Memerangi Budaya Korupsi di Lingkungan Mahasiswa dan Kampus

Memerangi Budaya Korupsi di Lingkungan Mahasiswa dan Kampus

Source: Kompas

Laci Gagasan, Dunia Mahasiswa - BereitaKORUPSI!!! Mendengar kata “korupsi” bukan lagi hal yang tabu bagi masyarakat Indonesia. Hampir setiap hari kita disuguhkan oleh pemberitaan media massa terkait kasus korupsi yang dilakukan oleh pejabat tinggi negara. Prilaku korupsi seolah menjadi “lifestyle”  bagi para pejabat dan tidak lagi dianggap sebagai perilaku yang merugikan diri dan banyak orang. Para pejabat  bangga dengan kasus korupsi yang menjeratnya, dan semakin bangga apabila jumlah uang yang dikorupsi sampai triliunan rupiah. Hal tersebut menunjukkan rating pejabat yang hebat jika angka korupsi semakin tinggi.

Prilaku korupsi tidak pandang bulu, siapa pun dan kapan pun bisa melakukan korupsi sesuai dengan situasi pekerjaan. Tidak hanya pejabat tapi penegak hukum sekalipun bisa terjerat kasus korupsi. Tamparan keras bagi “Mahkamah Konstitusi” ketika salah satu hakimnya berinisial PA ditangkap oleh KomisiPemberantasan Korupsi (KPK) pada 25 Januari 2017. Kasus ini hanya salah satu dari sekian banyak kasus korupsi yang menjerat para pejabat dan penegak hukum negari ini.

Menurut saya yang menyebabkan para pejabat dan penegak hukum terjerat kasus korupsi karena, sebagian besar dari mereka adalah kader dan simpatisan partai politik. Dimana mereka telah mendapat pesanan dari partai politiknya untuk mengeluarkan atau menetapkan kebijakan tertentu demi kepentingan golongan dan partai.

Selain itu, godaan yang sangat kuat untuk menerima sejumlah uang menyebabkan banyak koruptor tergiur karena, jumlah gajinya tidak sebesar dengan tanggung-jawab yang diembannya. Hal ini harus menjadi perhatian bahwa, para pejabat dan penegak hukum negara ini harus diberi tunjangan yang cukup dan sesuai dengan tanggung-jawab yang diembannya agar tidak mudah tergiur dengan tawaran untuk melakukan tindakan korupsi.

Diakui atau tidak, budaya korup tidak hanya menyerang para pejabat dan penegak hukum negara ini. Hampir semua dimensi kehidupan masyarakat terjangkit penyakit korupsi, tak terkecuali lingkungan dan kehidupan mahasiswa. Ada banyak bentuk-bentuk prilaku korupsi yang dilakukan oleh mahasiswa, baik yang disadari maupun tidak.

Di lingkungan dan kehidupan akademik kampus, mahasiswa sering menyelenggarakan kegiatan-kegiatan seperti seminar, pelatihan, dan kegiatan serupa lainnya. Kegiatan semacam ini sering diselenggarakan oleh Lembaga Kemahasiswaan (LKM). Lembaga ini adalah  lembaga perwakilan mahasiswa yang posisinya semacam lembaga “eksekutif” dan “legislative” negara. Di kampus saya, UIN-Sunan Kalijaga Yogyakarta menyebutnya Dewan Mahasiswa/ Fakultas (DEMA/F) setara dengan lembaga eksekutif, sedangkan Senat Mahasiswa/Fakultas (SEMA/F) setara dengan lembaga legislative negara.

- **HAL YANG DIKERJAKAN**:
1. Ringkas paragraf yang diawali "Selain itu, godaan yang sangat kuat" dalam teks tentang korupsi menjadi daftar poin pendek tanpa membuang fakta utamanya.
2. Teruskan tulisan tentang korupsi di kalangan mahasiswa dan kampus, dimulai tepat setelah kalimat terakhirnya.
Item-item ini adalah bahan tersendiri dan terpisah dari teks.

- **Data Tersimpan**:
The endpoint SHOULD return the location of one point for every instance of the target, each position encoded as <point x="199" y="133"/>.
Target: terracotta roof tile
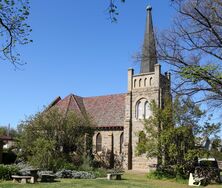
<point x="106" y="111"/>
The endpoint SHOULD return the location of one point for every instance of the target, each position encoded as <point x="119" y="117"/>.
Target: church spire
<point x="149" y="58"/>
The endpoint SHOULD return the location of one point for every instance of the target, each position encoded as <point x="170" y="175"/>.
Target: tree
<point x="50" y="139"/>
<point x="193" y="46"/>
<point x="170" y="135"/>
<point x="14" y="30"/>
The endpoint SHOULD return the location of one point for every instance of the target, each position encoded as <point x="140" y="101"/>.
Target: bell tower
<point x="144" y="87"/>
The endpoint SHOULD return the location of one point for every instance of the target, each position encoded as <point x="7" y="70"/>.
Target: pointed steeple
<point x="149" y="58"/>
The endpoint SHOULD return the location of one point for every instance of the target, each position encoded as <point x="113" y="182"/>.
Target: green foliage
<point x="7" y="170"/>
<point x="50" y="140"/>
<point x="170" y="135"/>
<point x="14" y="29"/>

* * *

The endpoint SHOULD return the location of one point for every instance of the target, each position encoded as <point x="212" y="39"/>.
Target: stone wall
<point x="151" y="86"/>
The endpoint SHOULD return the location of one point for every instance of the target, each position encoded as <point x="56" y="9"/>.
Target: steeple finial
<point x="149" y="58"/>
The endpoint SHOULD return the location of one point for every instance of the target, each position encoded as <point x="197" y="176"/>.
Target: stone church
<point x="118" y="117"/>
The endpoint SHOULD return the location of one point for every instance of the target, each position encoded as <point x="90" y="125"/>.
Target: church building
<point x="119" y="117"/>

- **JAWABAN**:
1.
- Godaan kuat untuk menerima uang membuat banyak koruptor tergiur.
- Penyebabnya, gaji mereka tidak sebanding dengan tanggung jawab yang mereka emban.
- Pejabat dan penegak hukum perlu diberi tunjangan yang cukup dan sesuai dengan tanggung jawabnya.
- Tujuannya agar mereka tidak mudah tergiur tawaran untuk berbuat korupsi.

2.
Sayangnya di UIN tidak ada lembaga Hukumnya atau “yudikatif” sehingga sistem pemerintahan mahasiswa rawan akan prilaku korupsi.  Ada lembaga yudikatif saja belum tentu menjamin akan tidak adanya penyimpangan dalam mengelola kekuasaan dan pemerintahan.

Sudah menjadi rahasia umum bahwa, setiap kegiatan mahasiswa pastinya disertai dengan proposal kegiatan yang ditujukan kepada pihak kampus untuk mencairkan dana kegiatan. Menurut saya yang menjadi sumber persoalan yang membentuk budaya korupsi di ligkungan mahasiswa adalah sebuah benda yang disebut “proposal” dan sangat akrab dengan mahasiswa.

Proposal inilah yang membentuk alam bawah sadar mahasiswa untuk melakukan penyelewengan anggaran yang cair dari kampus. Hampir semua mahasiswa yang pernah bersentuhan dan mengelola proposal, pasti paham dengan tujuan dari penulisan proposal yang tidak sesuai dengan kebutuhan yang sebenarnya.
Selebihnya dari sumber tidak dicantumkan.